▶ _EXTRAIT DU TEXTE_:
________________
Nous entrons dans l’année 2014,
celle du centenaire de la Grande Guerre 1914-1918. Nous reparlerons
régulièrement durant cette année de cet évènement mais commençons, si vous le
voulez bien, par un aspect plus pacifique de la guerre : Aubière et les
Aubiérois vus par les soldats américains dans les derniers mois du conflit
mondial.
C’est à l’occasion de la visite de Aubière Hawkins-Cohen, en octobre 2010,
que nous avons pu nous procurer copie d’un ouvrage intitulé : « The 55th artillery (C.A.C.) in the
american expeditionary forces, France, 1918 ». Ce livre, édité en
1920, est signé par l’aumônier de ce régiment, le lieutenant Frederick Morse
Cutler.
Il retrace l’expédition du régiment
depuis son embarquement sur le Mauretania
à New York jusqu’à leur retour aux USA.
Les passages sur Aubière (50 pages)
sont croustillants. Ils nous montrent l’autre facette de cet évènement qui a
tant marqué nos ancêtres durant les derniers mois de la guerre 14-18. C’est
aussi la rencontre de deux mondes, l’un qui n’est pas encore sorti du 19ème
siècle, et l’autre qui s’est déjà lancé à grande vitesse dans la modernité du
20ème siècle.
C’est ce contraste saisissant que va
nous révéler la traduction de Marie-José Chapeau que vous lirez, nous en sommes
sûrs, avec un grand intérêt. Nous vous la présentons en plusieurs épisodes.
Épisode 2 : Vive la gomme à
mâcher !
« Le
colonel avait recommandé au régiment d’être amical avec les gens de la ville
mais de maintenir les standards américains de décence. Il fut bientôt prouvé
que les deux directives étaient cordialement observées, spécialement la
seconde. Naturellement des facilités étaient fournies aussitôt que possible,
mais il y avait un incroyable ruban rouge ; ce district était sous contrôle
civil et non militaire, et pas une pelletée de terre pouvait être tournée sans
permission, alors que dans la plupart des cas le propriétaire ne pouvait pas
voir pourquoi on voudrait aller jusqu’à une telle extrémité.
________________
▶ _DONNÉES À TRAITER_:
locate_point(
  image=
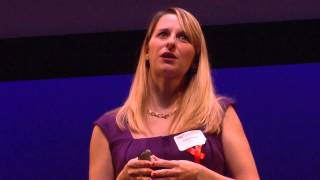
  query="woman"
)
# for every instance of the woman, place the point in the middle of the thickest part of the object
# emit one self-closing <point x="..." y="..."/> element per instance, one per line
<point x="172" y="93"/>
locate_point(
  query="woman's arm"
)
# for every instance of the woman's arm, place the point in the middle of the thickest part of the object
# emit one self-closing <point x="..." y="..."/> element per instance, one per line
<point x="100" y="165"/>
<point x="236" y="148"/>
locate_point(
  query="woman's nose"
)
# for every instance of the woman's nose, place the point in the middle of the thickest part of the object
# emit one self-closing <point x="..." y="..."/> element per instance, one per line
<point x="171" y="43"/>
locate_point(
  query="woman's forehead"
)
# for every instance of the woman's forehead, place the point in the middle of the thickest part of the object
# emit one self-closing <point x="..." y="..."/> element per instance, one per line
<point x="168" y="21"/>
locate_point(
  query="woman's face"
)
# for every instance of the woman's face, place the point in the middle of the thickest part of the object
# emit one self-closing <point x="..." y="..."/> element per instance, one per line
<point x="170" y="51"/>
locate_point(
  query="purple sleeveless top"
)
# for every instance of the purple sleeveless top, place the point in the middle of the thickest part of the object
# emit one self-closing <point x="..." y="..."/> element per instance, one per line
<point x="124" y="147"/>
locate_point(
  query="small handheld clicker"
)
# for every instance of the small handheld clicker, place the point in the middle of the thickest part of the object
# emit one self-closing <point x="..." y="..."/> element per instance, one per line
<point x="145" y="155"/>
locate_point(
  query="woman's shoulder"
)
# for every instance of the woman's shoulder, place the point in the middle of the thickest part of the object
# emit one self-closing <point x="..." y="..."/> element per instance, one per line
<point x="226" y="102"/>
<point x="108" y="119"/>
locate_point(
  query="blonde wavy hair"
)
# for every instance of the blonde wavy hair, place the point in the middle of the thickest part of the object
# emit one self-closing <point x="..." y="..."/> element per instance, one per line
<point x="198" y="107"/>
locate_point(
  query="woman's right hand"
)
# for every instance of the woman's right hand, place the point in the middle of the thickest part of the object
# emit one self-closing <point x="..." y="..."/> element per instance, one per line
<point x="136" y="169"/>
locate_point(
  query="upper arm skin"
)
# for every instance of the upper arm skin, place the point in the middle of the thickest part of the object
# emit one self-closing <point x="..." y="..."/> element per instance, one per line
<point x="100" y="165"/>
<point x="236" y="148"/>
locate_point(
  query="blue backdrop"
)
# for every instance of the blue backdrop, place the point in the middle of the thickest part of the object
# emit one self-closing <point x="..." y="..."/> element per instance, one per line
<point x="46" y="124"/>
________________
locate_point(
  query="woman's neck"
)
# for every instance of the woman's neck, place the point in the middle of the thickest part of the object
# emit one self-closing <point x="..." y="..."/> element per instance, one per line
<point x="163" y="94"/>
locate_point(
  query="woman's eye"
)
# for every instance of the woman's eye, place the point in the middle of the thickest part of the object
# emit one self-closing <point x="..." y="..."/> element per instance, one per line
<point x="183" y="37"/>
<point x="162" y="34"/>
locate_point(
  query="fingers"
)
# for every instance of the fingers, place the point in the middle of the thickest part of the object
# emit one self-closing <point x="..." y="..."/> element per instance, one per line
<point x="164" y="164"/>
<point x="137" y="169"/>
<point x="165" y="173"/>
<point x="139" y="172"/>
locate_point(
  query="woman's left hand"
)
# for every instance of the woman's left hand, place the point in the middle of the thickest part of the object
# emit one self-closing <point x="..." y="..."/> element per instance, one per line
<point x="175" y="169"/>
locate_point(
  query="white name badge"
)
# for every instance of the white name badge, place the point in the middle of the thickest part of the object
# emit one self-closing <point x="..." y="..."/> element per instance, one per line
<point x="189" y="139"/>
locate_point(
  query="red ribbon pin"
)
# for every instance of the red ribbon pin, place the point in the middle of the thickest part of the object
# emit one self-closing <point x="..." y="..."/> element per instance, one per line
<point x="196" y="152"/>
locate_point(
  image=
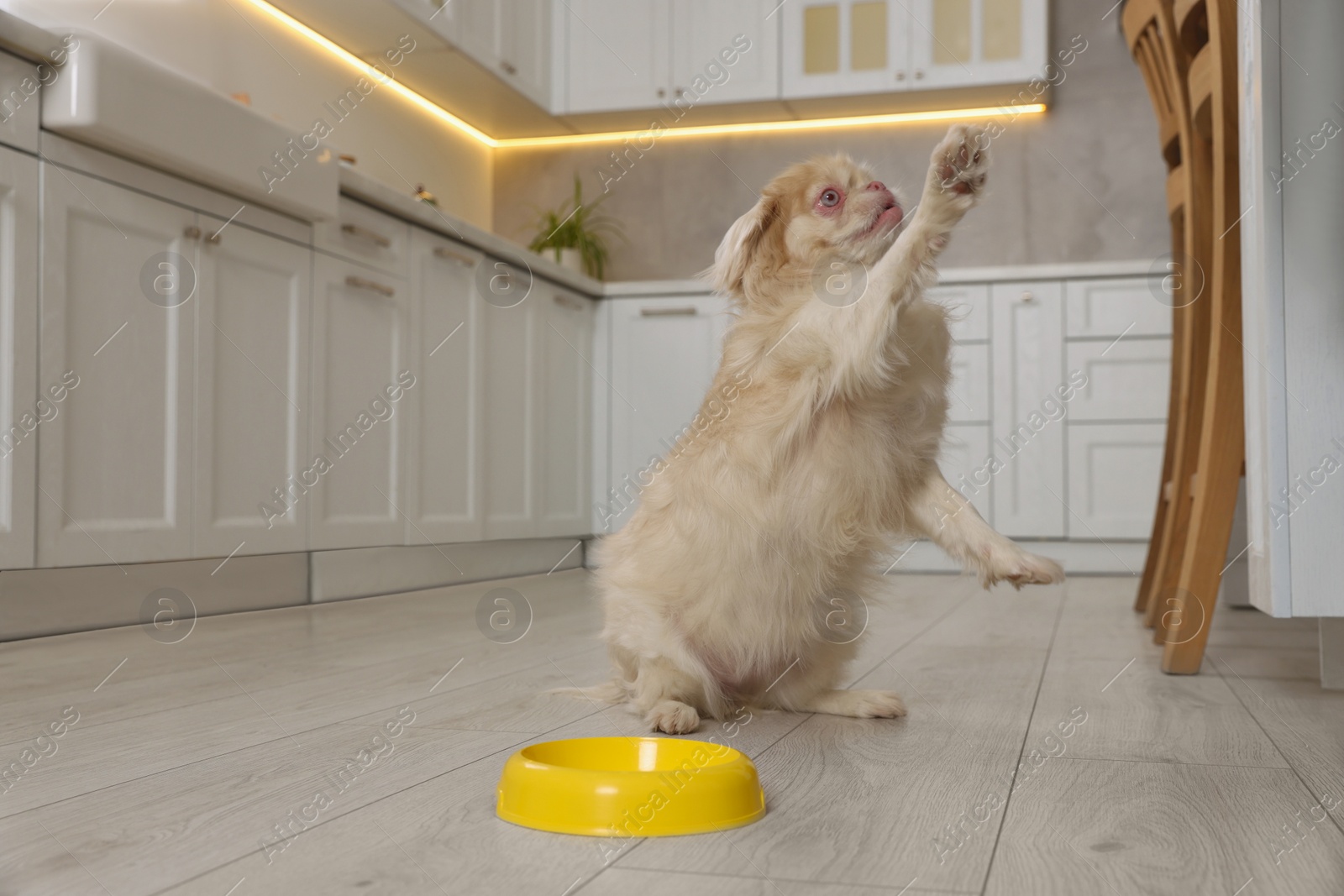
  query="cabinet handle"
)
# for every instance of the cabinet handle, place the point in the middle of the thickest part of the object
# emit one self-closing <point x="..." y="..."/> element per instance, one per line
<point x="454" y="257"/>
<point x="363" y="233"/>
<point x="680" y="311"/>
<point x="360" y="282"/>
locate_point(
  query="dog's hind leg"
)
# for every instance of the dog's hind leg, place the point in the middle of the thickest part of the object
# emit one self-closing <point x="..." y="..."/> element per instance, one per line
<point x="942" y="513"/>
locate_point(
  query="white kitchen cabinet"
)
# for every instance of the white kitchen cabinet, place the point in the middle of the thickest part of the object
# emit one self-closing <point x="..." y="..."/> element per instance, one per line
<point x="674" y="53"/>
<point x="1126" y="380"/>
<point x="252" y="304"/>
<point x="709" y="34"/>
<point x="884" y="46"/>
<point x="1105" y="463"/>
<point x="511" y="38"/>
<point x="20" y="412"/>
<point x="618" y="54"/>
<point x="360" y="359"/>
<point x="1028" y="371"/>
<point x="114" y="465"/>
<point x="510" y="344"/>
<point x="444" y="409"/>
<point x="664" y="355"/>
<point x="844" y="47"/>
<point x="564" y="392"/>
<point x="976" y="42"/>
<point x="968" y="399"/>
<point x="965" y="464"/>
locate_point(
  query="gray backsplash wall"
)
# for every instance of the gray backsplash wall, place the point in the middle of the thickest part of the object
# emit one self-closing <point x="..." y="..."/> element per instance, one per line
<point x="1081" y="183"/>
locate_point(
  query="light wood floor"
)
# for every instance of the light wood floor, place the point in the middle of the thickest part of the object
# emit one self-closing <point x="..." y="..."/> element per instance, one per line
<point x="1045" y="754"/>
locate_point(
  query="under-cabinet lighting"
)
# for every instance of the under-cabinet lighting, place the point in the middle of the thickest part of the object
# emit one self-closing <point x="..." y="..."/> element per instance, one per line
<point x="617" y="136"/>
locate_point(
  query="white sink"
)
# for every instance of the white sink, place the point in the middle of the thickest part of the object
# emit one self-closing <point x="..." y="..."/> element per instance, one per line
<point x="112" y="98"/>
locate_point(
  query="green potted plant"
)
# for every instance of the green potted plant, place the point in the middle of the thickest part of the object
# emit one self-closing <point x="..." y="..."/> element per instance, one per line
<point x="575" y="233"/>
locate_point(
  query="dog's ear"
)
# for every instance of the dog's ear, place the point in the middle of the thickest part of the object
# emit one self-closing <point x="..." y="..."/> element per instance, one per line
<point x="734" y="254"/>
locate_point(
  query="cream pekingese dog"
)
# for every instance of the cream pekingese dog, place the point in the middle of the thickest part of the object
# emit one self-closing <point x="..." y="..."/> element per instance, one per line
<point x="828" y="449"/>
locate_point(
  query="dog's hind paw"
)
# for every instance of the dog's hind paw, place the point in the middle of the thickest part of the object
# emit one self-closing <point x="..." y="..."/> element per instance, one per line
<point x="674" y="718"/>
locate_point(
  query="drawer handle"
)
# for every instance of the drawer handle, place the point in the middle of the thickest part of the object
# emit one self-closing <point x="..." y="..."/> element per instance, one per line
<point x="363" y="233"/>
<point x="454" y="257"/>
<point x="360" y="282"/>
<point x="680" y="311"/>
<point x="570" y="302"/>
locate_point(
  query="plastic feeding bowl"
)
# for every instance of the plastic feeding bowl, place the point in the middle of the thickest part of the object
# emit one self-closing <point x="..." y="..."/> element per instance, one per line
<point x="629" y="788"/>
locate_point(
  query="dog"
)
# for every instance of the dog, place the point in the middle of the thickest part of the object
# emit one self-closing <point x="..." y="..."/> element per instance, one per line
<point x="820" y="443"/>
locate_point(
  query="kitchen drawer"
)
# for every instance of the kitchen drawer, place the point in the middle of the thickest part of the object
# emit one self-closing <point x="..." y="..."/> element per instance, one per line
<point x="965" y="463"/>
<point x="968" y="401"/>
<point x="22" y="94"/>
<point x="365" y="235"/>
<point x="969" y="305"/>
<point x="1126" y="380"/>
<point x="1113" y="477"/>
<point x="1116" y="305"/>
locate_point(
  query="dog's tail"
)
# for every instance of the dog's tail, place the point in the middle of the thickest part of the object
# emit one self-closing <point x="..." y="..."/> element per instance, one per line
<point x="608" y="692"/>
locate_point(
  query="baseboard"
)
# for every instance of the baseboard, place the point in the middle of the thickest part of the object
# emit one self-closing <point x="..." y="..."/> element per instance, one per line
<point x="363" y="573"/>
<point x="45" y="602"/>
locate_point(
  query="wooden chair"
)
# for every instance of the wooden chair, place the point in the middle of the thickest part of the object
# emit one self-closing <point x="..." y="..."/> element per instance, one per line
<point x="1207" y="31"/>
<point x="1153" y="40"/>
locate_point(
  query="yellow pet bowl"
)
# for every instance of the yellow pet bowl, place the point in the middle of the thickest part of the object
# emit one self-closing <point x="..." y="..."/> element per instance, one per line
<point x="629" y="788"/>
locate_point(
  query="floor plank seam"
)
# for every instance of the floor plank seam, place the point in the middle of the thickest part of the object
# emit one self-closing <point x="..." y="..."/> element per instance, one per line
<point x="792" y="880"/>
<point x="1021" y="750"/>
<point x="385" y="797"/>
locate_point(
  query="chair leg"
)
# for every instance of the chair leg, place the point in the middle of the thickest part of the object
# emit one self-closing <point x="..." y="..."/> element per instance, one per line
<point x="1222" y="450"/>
________________
▶ _CONSIGNES_:
- A) Reproduisez sans rien changer, dans le texte sur Aubière et les soldats américains, tout ce qui va de « Les passages sur » jusqu'à « en plusieurs épisodes. ».
- B) Combien de lignes des enregistrements contiennent le mot « blonde » ? Donnez seulement le nombre.

▶ _RÉPONSES_:
- A)
Les passages sur Aubière (50 pages)
sont croustillants. Ils nous montrent l’autre facette de cet évènement qui a
tant marqué nos ancêtres durant les derniers mois de la guerre 14-18. C’est
aussi la rencontre de deux mondes, l’un qui n’est pas encore sorti du 19ème
siècle, et l’autre qui s’est déjà lancé à grande vitesse dans la modernité du
20ème siècle.
C’est ce contraste saisissant que va
nous révéler la traduction de Marie-José Chapeau que vous lirez, nous en sommes
sûrs, avec un grand intérêt. Nous vous la présentons en plusieurs épisodes.

- B) 2